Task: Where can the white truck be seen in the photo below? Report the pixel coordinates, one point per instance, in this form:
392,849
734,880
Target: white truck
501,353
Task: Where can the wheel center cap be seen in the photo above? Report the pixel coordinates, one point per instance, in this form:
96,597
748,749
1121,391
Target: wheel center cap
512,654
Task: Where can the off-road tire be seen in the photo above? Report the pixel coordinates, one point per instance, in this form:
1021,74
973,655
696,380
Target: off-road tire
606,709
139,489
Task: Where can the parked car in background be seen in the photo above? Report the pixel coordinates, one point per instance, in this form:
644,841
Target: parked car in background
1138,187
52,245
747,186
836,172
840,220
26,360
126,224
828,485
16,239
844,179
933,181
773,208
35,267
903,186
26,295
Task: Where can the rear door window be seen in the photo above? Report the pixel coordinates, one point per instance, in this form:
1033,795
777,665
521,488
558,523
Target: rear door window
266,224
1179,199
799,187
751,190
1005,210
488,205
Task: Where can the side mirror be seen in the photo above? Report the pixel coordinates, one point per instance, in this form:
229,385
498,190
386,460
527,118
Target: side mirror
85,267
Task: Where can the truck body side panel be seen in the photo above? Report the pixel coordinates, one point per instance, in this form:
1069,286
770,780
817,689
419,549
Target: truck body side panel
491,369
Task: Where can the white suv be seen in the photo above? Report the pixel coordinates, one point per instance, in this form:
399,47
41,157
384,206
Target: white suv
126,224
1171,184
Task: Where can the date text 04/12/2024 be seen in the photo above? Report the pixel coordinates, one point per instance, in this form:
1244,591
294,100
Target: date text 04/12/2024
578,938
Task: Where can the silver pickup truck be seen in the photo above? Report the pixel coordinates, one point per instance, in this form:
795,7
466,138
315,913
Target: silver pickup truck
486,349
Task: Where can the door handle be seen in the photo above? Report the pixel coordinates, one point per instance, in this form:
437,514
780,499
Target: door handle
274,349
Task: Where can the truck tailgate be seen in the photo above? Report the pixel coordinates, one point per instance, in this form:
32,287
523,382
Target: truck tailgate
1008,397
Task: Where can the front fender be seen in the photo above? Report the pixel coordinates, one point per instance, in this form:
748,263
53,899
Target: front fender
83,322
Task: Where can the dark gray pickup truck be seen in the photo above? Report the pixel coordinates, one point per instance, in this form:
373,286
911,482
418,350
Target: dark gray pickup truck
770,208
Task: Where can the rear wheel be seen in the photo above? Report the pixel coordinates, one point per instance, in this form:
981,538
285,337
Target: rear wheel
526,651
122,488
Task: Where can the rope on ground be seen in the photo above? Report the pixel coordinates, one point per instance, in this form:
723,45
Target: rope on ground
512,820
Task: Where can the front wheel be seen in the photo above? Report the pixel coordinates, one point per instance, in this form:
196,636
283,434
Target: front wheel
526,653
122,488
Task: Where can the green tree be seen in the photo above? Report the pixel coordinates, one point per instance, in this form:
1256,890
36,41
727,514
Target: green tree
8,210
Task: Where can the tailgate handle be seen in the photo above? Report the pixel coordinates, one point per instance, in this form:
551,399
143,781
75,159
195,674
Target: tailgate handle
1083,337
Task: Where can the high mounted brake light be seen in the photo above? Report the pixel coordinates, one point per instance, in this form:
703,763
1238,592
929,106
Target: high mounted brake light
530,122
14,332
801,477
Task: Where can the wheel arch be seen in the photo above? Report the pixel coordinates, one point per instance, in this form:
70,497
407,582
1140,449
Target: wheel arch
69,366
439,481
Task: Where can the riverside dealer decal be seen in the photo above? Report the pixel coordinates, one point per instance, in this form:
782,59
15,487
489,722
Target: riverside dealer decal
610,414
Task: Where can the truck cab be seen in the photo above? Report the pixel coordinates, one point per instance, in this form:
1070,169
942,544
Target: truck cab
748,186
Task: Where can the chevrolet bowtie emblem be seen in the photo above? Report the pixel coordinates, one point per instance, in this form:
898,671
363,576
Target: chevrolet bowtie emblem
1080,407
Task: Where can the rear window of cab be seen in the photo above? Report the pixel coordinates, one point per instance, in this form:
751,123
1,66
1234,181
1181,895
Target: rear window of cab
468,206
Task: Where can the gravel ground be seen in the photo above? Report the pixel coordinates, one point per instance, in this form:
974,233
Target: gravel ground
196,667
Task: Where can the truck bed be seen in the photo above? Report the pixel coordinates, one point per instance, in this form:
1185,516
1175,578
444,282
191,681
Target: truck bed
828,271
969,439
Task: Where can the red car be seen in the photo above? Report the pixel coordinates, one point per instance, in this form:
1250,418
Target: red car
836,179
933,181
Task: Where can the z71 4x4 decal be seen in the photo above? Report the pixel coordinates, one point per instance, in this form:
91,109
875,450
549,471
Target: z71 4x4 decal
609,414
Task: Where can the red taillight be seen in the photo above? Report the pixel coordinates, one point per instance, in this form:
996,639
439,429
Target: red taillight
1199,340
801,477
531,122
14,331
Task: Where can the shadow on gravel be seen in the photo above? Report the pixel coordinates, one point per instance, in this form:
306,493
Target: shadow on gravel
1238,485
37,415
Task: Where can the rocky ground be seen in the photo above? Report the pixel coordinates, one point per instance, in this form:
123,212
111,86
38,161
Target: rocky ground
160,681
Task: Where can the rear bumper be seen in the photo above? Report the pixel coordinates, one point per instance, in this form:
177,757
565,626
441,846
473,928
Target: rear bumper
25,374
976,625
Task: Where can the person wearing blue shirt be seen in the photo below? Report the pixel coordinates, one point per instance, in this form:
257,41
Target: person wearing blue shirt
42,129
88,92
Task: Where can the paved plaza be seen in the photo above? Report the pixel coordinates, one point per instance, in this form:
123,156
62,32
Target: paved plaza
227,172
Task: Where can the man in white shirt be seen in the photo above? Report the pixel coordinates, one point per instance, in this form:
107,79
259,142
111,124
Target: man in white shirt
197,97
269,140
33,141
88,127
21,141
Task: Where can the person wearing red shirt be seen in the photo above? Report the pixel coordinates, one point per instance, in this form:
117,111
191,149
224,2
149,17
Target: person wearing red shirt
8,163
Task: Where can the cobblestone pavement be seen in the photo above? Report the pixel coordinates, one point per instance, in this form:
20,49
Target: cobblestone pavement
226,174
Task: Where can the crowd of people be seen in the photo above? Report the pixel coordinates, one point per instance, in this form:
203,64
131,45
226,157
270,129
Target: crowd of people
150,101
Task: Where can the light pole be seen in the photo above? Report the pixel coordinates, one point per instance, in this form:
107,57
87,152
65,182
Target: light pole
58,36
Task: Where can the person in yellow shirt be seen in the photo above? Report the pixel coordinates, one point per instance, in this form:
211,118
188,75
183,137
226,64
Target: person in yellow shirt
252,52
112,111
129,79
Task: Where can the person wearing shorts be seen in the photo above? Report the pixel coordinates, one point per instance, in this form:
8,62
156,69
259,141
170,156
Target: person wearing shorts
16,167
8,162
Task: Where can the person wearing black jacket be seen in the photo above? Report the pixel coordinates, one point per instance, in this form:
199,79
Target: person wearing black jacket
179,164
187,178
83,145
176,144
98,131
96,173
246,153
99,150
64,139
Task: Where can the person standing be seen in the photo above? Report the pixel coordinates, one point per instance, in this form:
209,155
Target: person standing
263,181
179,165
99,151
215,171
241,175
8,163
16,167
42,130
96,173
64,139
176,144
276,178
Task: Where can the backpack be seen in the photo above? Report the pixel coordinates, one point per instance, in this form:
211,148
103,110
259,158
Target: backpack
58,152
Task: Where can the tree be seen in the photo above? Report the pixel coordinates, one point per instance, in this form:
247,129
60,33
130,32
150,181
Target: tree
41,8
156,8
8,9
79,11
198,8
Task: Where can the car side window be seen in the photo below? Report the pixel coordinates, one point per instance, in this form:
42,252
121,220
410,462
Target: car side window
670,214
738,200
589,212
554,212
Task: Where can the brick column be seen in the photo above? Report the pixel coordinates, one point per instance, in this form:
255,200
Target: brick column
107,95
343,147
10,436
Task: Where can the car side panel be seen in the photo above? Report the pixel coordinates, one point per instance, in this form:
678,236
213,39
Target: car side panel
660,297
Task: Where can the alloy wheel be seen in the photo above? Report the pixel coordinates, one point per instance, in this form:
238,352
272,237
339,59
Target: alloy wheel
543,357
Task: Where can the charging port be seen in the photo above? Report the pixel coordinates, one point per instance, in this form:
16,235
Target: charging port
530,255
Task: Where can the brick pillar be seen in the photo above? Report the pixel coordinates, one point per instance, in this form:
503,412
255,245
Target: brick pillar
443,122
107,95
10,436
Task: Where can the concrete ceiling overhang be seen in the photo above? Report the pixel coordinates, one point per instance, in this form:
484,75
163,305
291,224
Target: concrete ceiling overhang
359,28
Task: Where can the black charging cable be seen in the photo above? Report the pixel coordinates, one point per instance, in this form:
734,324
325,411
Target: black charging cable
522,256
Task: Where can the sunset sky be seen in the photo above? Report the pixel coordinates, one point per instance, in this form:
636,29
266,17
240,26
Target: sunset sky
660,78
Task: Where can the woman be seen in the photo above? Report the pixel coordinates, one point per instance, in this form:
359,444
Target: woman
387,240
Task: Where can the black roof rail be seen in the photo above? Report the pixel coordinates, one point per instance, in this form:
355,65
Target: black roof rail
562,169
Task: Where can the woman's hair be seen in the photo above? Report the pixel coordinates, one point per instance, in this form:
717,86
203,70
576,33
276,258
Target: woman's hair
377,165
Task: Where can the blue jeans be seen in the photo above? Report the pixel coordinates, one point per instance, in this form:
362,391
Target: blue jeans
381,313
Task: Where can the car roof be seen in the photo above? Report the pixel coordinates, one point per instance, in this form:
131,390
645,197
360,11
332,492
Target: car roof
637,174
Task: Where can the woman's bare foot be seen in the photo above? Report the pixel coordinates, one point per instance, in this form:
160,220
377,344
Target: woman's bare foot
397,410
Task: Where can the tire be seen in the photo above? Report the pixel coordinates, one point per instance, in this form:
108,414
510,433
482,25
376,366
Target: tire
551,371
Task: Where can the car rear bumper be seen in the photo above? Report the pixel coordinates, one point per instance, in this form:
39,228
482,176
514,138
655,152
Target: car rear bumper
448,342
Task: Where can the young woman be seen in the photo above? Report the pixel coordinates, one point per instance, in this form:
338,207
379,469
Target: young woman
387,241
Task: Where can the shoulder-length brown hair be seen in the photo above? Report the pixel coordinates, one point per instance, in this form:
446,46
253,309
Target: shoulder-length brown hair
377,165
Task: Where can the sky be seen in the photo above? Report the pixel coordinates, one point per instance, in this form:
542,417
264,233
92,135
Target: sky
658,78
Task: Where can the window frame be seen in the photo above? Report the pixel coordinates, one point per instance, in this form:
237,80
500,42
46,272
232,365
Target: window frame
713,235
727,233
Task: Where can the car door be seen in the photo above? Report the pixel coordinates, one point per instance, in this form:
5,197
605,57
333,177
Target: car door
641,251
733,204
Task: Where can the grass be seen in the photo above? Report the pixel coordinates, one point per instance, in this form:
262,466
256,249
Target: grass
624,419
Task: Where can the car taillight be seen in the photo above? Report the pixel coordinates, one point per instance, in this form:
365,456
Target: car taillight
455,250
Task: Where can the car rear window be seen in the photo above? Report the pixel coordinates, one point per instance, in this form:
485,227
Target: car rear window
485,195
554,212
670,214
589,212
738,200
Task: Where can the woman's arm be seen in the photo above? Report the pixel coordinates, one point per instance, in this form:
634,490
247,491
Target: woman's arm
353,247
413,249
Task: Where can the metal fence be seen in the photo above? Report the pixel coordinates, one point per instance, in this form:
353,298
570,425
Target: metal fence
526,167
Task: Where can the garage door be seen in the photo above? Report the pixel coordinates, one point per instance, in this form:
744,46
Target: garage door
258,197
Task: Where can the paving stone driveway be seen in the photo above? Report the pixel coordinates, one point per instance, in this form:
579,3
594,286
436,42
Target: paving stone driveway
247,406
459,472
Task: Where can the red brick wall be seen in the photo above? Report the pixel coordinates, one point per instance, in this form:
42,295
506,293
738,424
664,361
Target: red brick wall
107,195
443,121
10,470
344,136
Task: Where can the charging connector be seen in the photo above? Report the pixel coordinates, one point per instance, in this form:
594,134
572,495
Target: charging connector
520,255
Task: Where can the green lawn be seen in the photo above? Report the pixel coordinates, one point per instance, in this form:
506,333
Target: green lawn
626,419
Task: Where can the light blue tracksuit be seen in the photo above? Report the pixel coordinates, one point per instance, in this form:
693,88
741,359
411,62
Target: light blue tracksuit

— What you have to do —
Each line of the material with the word "tracksuit" in it should be listed.

— Response box —
Task: Where can the light blue tracksuit be seen in the photo above? Report the pixel coordinates, one point per instance, in this form:
Target: light blue tracksuit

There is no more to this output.